▸ **THE PROBLEM**: Work through the data below and copy out every line where "small" is found.

(Records from a collection)
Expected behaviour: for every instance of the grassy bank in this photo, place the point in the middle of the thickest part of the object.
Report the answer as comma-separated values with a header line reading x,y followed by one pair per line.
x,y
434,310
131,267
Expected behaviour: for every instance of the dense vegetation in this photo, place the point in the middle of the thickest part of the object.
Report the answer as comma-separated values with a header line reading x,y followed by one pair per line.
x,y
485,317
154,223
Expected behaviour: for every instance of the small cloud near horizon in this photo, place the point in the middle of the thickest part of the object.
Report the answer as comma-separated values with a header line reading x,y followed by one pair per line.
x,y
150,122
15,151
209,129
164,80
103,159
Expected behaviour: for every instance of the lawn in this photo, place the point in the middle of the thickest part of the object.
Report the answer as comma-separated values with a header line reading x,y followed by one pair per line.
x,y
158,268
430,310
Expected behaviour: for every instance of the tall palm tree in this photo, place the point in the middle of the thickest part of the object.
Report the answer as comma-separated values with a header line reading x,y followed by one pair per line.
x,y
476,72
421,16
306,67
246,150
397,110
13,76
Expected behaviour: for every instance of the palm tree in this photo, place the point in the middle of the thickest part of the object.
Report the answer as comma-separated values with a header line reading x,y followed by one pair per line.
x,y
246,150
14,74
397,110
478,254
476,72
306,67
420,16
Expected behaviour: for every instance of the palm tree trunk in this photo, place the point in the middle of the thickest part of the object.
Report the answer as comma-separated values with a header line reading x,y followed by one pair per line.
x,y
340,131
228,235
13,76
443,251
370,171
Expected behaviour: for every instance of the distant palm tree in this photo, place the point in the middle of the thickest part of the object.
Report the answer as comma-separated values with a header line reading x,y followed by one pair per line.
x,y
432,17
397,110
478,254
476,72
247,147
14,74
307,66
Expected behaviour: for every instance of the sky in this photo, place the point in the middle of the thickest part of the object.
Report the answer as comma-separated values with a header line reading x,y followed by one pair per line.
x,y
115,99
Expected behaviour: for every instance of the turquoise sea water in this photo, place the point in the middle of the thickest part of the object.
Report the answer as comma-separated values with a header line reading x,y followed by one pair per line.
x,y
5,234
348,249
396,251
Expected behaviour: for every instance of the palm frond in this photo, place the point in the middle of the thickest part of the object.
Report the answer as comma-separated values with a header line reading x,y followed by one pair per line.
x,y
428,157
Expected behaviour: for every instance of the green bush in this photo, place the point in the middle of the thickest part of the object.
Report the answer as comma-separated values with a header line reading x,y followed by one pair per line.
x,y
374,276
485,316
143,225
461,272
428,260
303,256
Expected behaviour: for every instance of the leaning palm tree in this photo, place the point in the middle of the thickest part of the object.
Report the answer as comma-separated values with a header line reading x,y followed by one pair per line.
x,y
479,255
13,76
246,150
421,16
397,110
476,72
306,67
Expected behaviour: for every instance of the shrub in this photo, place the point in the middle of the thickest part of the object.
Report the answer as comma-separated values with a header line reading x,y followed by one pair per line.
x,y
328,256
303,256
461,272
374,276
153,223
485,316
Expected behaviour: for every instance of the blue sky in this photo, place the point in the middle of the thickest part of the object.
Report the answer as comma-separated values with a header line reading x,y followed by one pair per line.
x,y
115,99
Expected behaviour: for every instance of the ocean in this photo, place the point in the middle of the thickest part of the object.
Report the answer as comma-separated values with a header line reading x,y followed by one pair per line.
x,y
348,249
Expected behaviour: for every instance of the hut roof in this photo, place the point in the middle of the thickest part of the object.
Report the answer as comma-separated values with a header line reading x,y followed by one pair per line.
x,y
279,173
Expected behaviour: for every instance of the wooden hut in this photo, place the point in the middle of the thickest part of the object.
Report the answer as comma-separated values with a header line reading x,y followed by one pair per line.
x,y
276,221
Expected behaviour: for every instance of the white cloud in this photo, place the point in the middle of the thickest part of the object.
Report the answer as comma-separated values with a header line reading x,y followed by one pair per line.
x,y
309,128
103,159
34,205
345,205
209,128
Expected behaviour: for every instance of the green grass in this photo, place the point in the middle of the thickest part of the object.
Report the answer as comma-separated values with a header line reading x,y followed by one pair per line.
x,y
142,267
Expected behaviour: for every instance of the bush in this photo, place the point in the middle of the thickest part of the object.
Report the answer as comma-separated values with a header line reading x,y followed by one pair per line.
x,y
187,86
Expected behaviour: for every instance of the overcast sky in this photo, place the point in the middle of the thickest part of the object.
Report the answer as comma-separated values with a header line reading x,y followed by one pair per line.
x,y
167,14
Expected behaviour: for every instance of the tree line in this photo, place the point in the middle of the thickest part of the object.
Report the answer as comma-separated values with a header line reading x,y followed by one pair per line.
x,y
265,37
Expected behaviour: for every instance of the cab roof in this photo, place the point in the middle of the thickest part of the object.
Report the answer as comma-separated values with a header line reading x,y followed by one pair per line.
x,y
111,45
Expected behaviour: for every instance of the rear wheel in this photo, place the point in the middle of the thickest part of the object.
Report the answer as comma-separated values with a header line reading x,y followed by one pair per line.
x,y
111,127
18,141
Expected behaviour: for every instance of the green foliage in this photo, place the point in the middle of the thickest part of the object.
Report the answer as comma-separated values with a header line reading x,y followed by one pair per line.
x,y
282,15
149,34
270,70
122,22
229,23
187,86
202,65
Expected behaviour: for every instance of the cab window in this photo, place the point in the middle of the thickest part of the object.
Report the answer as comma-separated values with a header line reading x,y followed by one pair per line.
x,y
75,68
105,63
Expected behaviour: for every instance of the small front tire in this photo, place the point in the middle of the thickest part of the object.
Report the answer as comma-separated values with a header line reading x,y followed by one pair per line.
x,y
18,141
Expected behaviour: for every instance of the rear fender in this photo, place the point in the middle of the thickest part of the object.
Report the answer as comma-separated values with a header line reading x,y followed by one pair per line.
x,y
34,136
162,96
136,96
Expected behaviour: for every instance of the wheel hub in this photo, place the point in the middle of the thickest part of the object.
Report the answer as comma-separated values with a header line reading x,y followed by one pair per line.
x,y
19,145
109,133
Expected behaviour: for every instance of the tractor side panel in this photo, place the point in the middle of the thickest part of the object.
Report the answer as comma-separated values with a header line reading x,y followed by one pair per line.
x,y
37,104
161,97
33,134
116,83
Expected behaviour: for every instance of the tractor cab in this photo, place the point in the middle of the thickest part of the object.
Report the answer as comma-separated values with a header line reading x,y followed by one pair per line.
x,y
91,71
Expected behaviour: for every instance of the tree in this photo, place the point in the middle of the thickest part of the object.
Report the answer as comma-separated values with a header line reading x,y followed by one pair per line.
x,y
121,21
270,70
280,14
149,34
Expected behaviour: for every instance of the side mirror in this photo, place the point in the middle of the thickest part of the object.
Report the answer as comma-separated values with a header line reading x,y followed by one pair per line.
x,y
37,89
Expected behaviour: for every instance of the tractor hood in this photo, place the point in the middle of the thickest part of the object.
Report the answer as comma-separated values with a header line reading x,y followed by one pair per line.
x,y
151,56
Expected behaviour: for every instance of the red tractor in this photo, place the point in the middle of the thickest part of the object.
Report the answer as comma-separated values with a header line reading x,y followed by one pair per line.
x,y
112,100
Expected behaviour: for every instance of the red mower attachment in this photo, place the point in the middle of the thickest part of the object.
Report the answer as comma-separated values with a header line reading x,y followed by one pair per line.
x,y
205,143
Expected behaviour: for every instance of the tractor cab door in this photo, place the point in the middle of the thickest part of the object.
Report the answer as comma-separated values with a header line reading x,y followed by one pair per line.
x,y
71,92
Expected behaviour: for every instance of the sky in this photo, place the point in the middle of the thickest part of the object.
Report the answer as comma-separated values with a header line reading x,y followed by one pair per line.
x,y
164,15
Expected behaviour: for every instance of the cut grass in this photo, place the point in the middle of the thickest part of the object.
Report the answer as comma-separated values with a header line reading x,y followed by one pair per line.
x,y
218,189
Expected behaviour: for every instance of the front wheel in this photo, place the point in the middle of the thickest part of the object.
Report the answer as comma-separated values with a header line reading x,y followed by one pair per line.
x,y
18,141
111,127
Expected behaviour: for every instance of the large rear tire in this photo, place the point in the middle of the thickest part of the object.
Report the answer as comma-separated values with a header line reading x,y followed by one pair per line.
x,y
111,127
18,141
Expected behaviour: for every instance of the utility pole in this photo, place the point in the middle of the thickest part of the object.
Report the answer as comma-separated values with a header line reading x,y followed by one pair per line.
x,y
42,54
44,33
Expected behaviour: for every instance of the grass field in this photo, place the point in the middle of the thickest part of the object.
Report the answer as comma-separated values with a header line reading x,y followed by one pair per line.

▸ **WRITTEN RESPONSE**:
Expected behaviour: for every instance of the small cloud near horizon in this photo, place the point in the middle of the thickest part of the object.
Expected behaviour: for every instance of the small front tire in this photo, place the point in the middle of the thickest part of the object.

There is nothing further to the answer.